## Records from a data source
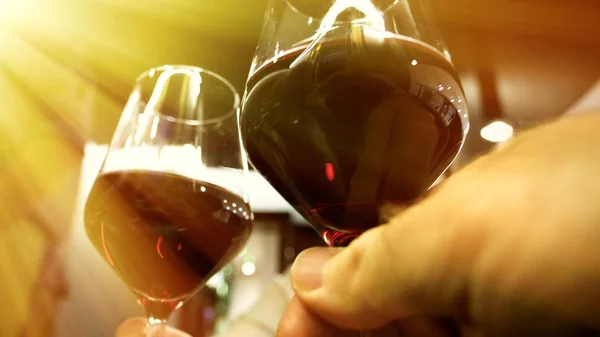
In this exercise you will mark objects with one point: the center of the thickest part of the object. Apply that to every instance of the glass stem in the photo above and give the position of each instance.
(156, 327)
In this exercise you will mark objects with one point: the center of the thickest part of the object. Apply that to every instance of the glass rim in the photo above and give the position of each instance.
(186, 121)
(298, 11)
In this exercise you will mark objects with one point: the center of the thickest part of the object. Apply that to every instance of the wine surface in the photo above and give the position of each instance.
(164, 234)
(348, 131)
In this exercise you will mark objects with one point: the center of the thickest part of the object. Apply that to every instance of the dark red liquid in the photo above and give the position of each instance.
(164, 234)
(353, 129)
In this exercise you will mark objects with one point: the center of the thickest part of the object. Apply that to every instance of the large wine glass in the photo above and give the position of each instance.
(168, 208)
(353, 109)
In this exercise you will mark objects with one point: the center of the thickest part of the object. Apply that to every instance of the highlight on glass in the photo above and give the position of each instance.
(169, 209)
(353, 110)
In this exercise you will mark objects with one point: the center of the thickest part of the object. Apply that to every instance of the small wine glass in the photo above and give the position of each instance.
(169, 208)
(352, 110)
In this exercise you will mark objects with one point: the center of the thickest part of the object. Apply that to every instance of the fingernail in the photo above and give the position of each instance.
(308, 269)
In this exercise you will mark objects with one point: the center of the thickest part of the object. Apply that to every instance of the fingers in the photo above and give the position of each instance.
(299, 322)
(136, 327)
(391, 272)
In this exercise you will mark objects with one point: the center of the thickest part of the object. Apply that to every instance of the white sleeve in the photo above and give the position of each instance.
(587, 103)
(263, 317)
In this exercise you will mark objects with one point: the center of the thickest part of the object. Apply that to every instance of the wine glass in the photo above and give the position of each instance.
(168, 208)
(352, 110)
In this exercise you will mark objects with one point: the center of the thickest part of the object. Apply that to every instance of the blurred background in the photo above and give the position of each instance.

## What is being asked
The answer must contain only the lines from the one with "the wine glass" to the end of the entries above, each written out exactly.

## Finished exercise
In this exercise you will mark objects with one point: the center of the thickest part of the object. Apply that to every instance of the wine glass in the photo above and give the position of each instance.
(168, 208)
(352, 110)
In this exercise you will mark objects with one point: the center of the thickest part of the object. Apply that to every instance of the blurred background in the photo above and give the position of each instance.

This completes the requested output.